*PROBLEM REQUIREMENTS*: Given the records below, set each one down again exactly as it reads.

Recorded data:
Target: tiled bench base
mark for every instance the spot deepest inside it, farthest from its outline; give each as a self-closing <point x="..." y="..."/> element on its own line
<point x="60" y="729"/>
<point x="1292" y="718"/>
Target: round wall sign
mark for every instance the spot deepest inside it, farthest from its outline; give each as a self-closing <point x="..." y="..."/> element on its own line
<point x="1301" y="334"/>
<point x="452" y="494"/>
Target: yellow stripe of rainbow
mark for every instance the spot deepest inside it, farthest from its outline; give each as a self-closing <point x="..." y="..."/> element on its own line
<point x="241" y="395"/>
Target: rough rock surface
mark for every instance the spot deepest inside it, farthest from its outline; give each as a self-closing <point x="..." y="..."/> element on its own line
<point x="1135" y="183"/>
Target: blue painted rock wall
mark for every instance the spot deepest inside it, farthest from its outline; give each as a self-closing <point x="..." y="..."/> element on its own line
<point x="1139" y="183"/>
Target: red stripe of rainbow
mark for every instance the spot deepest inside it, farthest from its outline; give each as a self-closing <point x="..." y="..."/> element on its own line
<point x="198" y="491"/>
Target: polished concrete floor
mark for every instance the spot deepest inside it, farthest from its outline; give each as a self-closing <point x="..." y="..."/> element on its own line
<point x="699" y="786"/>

*RESPONSE TO THIS EXERCISE*:
Target: tiled bench base
mark for every instance the spot deepest inside it, farthest from its outline; give each as a self-closing <point x="..." y="..."/> element on its own line
<point x="60" y="729"/>
<point x="1292" y="718"/>
Target: round wall sign
mark for every instance the spot deepest inside it, farthest from its outline; give each as a self-closing <point x="..." y="..."/> element on its own line
<point x="1301" y="334"/>
<point x="452" y="494"/>
Target: yellow stripe of rainbow
mark for every instance the spot deepest inside it, farthest from its outline; give each as a self-closing <point x="..." y="..."/> element on its own line
<point x="241" y="395"/>
Target: rough rock surface
mark for every instance the spot deepest inside it, farthest from its outline; give each as a self-closing <point x="..." y="..."/> element on its own line
<point x="1135" y="183"/>
Target: blue painted rock wall
mark for every instance the spot deepest inside it, farthest from its outline; give each as a self-closing <point x="..." y="..."/> element on its own line
<point x="1139" y="183"/>
Target: red stripe of rainbow
mark for every instance the spot deepest inside it, farthest from its outline; give each as a self-closing <point x="..." y="..."/> element on its own line
<point x="198" y="491"/>
Target: polished concrete floor
mark for every instance the spot deepest inside it, farthest from its outline; give each as a self-closing <point x="..." y="..."/> element on its own line
<point x="699" y="786"/>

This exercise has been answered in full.